What you need to do
Pick out every row below that contains the string "line" and copy each of those rows. Letter case matters.

Record excerpts

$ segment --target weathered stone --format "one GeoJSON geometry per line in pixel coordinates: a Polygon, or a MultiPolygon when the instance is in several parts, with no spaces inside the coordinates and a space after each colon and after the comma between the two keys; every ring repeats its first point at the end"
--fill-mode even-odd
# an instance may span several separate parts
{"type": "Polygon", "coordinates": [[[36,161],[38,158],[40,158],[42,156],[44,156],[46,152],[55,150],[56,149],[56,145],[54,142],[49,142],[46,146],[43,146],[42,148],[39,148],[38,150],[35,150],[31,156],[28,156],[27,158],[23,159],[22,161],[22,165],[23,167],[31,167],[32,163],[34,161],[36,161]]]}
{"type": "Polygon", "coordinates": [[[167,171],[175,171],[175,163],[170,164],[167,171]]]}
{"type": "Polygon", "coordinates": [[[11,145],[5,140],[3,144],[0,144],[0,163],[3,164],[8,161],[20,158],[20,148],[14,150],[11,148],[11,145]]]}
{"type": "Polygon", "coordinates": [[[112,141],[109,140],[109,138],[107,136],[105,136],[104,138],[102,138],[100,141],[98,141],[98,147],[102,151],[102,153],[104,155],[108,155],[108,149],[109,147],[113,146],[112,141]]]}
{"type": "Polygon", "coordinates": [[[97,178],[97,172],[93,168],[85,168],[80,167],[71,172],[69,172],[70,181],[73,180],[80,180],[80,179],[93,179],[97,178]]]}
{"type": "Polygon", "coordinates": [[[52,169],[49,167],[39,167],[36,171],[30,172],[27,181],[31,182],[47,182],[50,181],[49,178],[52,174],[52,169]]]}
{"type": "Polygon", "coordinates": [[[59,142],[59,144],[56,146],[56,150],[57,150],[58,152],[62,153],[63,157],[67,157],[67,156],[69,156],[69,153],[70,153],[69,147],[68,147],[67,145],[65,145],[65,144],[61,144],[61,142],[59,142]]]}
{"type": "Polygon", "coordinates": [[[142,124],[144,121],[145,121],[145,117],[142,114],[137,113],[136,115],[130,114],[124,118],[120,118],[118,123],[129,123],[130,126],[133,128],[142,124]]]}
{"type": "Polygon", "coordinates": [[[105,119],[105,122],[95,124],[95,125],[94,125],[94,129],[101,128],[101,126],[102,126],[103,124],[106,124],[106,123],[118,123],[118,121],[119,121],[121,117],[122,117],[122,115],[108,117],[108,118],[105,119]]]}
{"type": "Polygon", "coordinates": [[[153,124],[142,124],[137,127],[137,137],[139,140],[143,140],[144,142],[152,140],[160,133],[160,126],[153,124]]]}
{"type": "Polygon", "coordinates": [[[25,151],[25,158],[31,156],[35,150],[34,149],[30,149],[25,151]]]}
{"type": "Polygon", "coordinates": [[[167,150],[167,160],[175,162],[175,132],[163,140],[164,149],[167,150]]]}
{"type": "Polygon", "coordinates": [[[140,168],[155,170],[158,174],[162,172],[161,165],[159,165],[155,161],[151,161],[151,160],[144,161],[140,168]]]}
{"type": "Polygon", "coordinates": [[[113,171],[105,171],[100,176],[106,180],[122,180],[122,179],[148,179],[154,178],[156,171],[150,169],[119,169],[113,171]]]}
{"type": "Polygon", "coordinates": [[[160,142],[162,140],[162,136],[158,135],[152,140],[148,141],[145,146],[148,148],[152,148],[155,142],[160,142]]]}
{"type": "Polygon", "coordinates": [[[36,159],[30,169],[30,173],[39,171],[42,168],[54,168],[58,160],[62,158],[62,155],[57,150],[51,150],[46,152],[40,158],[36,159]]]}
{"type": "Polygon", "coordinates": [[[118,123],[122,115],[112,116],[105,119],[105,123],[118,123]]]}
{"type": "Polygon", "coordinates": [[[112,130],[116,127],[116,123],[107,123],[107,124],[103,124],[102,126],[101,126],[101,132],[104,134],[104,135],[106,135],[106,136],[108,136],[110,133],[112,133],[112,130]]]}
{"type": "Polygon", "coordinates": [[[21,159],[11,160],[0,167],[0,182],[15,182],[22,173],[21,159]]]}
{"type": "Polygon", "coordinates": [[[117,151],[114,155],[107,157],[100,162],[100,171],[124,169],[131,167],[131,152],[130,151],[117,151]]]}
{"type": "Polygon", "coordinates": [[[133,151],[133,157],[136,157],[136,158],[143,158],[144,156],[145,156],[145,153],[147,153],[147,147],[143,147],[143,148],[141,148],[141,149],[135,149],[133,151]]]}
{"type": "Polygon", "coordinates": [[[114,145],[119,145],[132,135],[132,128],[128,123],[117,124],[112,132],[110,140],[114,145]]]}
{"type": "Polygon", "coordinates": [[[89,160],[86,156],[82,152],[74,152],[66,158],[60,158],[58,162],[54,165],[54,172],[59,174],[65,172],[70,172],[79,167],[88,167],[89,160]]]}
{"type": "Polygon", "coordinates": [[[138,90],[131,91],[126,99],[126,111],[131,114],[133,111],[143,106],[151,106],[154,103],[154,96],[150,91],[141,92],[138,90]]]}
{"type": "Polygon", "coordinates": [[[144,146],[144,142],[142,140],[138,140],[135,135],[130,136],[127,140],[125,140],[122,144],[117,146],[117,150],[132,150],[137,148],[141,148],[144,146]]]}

---

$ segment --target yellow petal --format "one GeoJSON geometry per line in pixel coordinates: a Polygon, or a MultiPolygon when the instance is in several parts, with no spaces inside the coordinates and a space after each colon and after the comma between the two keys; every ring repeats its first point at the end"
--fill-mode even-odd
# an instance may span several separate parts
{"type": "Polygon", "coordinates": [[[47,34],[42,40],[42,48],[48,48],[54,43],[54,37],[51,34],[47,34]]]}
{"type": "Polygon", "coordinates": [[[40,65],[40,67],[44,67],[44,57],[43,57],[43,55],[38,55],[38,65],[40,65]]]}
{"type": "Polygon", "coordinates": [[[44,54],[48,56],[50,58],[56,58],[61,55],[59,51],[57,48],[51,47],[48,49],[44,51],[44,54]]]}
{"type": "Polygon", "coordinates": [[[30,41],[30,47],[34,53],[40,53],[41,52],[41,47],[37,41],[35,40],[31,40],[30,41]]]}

Response for this exercise
$ segment --target weathered stone --format "one GeoJSON geometry per line in pixel coordinates: a Polygon, or a MultiPolygon when the instance is in several parts, with no spaces inside the coordinates and a space after each colon and after the comma between the two keys; every ring repeats its first point at the end"
$ segment --target yellow petal --format "one GeoJSON geometry per line in pixel coordinates: a Polygon, or a MultiPolygon when the instance is in several parts, with no spaces inside the coordinates and a space after each colon and after the comma between the two keys; every ring repeats its first point at the end"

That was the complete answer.